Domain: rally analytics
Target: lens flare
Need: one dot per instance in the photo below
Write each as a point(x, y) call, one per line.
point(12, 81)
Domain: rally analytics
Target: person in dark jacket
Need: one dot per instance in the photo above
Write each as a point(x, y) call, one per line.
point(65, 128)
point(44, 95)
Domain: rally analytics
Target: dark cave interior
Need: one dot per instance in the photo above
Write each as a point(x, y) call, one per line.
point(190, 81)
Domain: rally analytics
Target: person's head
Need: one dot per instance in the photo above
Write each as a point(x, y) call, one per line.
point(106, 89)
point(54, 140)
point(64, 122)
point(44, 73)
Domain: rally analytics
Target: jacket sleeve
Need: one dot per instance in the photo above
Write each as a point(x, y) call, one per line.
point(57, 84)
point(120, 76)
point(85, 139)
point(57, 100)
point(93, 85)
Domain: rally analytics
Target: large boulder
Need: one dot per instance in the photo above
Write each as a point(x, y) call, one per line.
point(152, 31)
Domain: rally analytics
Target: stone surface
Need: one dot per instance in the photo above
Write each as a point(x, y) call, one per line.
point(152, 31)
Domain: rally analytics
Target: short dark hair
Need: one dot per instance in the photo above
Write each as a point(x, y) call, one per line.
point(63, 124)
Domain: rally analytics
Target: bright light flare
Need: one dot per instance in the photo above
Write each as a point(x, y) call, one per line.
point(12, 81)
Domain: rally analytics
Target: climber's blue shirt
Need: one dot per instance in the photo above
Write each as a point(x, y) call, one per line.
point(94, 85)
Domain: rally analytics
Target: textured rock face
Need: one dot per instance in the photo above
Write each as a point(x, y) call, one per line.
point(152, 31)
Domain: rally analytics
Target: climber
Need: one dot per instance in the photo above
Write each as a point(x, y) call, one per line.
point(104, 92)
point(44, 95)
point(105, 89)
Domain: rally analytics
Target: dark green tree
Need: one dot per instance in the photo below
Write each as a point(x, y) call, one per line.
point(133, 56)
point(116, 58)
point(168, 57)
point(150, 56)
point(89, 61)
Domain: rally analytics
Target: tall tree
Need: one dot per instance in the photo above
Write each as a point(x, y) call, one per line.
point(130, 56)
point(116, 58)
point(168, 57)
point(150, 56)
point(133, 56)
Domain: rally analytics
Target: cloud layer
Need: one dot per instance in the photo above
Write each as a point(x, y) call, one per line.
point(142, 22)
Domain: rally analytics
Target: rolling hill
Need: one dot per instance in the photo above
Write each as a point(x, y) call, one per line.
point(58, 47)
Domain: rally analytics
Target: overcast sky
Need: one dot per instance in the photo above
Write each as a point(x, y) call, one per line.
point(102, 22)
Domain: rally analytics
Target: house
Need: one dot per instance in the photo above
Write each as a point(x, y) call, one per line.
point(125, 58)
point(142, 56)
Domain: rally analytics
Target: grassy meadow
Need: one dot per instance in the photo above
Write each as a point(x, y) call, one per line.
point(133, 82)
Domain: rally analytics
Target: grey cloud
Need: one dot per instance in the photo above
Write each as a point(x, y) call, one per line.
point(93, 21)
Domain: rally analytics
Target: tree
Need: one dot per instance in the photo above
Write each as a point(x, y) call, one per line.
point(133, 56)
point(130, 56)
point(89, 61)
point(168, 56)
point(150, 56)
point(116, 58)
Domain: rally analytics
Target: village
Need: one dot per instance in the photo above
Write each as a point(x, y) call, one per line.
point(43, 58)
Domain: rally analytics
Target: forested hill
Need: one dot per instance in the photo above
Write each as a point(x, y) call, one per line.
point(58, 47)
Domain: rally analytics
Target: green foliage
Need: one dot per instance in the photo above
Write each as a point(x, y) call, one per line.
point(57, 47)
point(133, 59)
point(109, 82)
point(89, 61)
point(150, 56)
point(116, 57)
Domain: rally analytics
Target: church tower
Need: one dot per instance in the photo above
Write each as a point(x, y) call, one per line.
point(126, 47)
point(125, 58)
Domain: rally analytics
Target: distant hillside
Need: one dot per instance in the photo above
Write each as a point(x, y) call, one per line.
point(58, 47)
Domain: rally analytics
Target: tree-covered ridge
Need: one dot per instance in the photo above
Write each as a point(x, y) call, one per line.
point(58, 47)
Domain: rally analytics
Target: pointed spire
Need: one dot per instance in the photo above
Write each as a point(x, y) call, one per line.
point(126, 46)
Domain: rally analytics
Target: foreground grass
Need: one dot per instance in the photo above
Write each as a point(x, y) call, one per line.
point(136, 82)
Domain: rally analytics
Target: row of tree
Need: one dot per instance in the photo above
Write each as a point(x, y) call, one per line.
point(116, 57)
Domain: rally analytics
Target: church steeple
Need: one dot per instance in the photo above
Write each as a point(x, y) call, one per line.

### Brief
Retype every record above exactly as it appears.

### Reply to the exercise
Domain: rally analytics
Target: lens flare
Need: one dot per instance in the photo below
Write each as a point(x, y) call, one per line.
point(12, 81)
Domain: rally analytics
Target: person in dark jacket
Need: one dot per instance in the photo above
Write each as a point(x, y) call, one per line.
point(65, 128)
point(44, 95)
Domain: rally analytics
Target: dark cave interior
Need: one dot per instance in the photo above
Write each as a point(x, y) call, one per line.
point(190, 81)
Domain: rally analytics
Target: person's head
Need: one dot per instance in the photo above
Write each as a point(x, y) call, one per line.
point(106, 89)
point(54, 140)
point(64, 122)
point(44, 73)
Domain: rally analytics
Target: jacket sleeve
Need: one dot per instance in the photo above
Write each as a point(x, y) call, one per line.
point(57, 84)
point(120, 76)
point(85, 139)
point(57, 100)
point(93, 85)
Domain: rally analytics
Target: large boulder
Need: one dot per instance in the photo above
Write each as a point(x, y) call, one per line.
point(152, 31)
Domain: rally analytics
Target: stone surface
Need: one dot per instance in the photo above
Write each as a point(x, y) call, one per line.
point(152, 31)
Domain: rally analytics
Target: short dark hair
Need: one dot per instance in the photo above
Write each as a point(x, y) call, one per line.
point(63, 124)
Domain: rally analytics
Target: bright light flare
Need: one dot per instance in the photo above
Write each as a point(x, y) call, one per line.
point(12, 81)
Domain: rally analytics
Target: climber's blue shirt
Need: one dot per instance in the photo above
Write each as a point(x, y) call, one per line.
point(94, 85)
Domain: rally analytics
Target: textured rock face
Need: one dot per instance in the photo above
Write each as a point(x, y) call, one per line.
point(152, 31)
Domain: rally analytics
Target: climber
Need: one dot per instance in the photo above
Write each as a point(x, y) call, one per line.
point(104, 92)
point(44, 95)
point(105, 89)
Domain: rally analytics
Target: dark green tree
Need: one dot per instance in the photo below
Write each as a point(x, y) call, one per line.
point(133, 56)
point(116, 58)
point(168, 57)
point(150, 56)
point(89, 61)
Domain: rally analytics
Target: tall tree
Need: one dot per instance in the photo above
Write each as a point(x, y) call, one per line.
point(130, 56)
point(116, 58)
point(168, 57)
point(150, 56)
point(133, 56)
Domain: rally analytics
Target: cloud layer
Need: one dot per instance in the photo above
Write each as a point(x, y) call, one per line.
point(142, 22)
Domain: rally analytics
Target: rolling hill
Need: one dot per instance in the photo above
Write each as a point(x, y) call, one per line.
point(58, 47)
Domain: rally analytics
Target: overcast sky
Need: one dot per instance in the photo above
Write each as a point(x, y) call, one per line.
point(102, 22)
Domain: rally analytics
Target: house
Need: one dot per instance in the photo above
Write each as a point(x, y) call, one per line.
point(125, 58)
point(142, 56)
Domain: rally analytics
Target: grassy meadow
Need: one dot per instance in the photo above
Write each as a point(x, y) call, one per line.
point(133, 82)
Domain: rally analytics
Target: grey cloud
Need: one dot per instance in the photo above
Write each as a point(x, y) call, one per line.
point(93, 21)
Domain: rally analytics
Target: tree
Need: one dot per instance in the photo above
Write each as a point(x, y) call, one per line.
point(133, 56)
point(130, 56)
point(89, 61)
point(168, 56)
point(150, 56)
point(116, 58)
Domain: rally analytics
Target: village
Need: one dot per instance in the photo above
Write each as a point(x, y) call, one per line.
point(43, 58)
Domain: rally analytics
Target: forested hill
Need: one dot per instance in the photo above
Write each as a point(x, y) call, one per line.
point(58, 47)
Domain: rally analytics
Target: green foliage
Need: one dot per instance in the photo above
Write each as a point(x, y) call, one per line.
point(57, 47)
point(133, 59)
point(109, 82)
point(89, 61)
point(150, 56)
point(116, 57)
Domain: rally analytics
Target: church tower
Need: one dot per instance in the photo above
Write each as a point(x, y) call, one per line.
point(126, 47)
point(125, 58)
Domain: rally analytics
Target: distant hillside
Need: one dot per instance in the photo above
Write each as a point(x, y) call, one per line.
point(58, 47)
Domain: rally analytics
Target: tree-covered ridge
Need: one dot per instance in the photo above
Write each as a point(x, y) call, one per line.
point(58, 47)
Domain: rally analytics
Target: pointed spire
Need: one dot per instance in the photo above
Write each as a point(x, y) call, one per line.
point(126, 46)
Domain: rally analytics
Target: foreground grass
Need: one dot per instance in the photo above
Write each as a point(x, y) call, one per line.
point(136, 82)
Domain: rally analytics
Target: row of tree
Need: one dot per instance in the photo above
Write each as a point(x, y) call, one per line.
point(116, 57)
Domain: rally analytics
Target: church steeple
Need: one dot per instance in the photo above
Write each as a point(x, y) call, one per line.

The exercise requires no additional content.